### Exercise prompt
Give back, word for word, the rows from the line with "If you could put a point on the photographer" up to and including the last line of the rows.

### Excerpt from a dataset
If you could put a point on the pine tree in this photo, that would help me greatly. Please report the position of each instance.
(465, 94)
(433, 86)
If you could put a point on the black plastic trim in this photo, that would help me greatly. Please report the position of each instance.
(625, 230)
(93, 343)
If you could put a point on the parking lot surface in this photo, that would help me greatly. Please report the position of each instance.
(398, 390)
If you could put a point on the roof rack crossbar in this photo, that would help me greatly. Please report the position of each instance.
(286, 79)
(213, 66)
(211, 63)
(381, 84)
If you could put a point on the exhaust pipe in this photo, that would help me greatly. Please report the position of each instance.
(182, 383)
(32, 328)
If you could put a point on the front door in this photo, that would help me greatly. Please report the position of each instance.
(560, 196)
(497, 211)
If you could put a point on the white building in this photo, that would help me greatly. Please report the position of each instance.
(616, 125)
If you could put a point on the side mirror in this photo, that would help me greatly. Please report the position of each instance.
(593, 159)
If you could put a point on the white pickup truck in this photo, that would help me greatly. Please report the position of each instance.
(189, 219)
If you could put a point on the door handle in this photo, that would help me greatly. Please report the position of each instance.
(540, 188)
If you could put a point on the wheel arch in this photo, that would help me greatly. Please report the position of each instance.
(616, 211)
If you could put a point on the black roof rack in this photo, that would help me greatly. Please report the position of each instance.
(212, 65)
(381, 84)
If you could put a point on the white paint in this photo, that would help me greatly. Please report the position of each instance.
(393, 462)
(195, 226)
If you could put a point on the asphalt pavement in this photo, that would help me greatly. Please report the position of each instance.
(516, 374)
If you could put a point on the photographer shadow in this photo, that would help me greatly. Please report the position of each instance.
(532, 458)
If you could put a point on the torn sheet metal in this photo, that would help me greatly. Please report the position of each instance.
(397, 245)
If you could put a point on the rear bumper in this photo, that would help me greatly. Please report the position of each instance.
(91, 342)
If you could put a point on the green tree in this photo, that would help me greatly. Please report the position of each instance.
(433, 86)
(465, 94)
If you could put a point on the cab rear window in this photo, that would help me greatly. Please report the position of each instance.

### Written response
If you could put a point on the photographer shadow in this photo, that would help me greatly. Please report the position of each instance.
(532, 458)
If you could put a point on the torn sheet metal in this photo, that would help me greatly. Please report the position of each instance.
(397, 245)
If you could put a point on the rear bumper in this photo, that would help me greatly. Please report the position of each instance.
(91, 342)
If you could put a point on the green tree in this photo, that would help me greatly. Please report the position of each instance.
(433, 86)
(465, 94)
If you could put a point on the cab rear window in this photo, that would help me greatly. Please report the position of each instance.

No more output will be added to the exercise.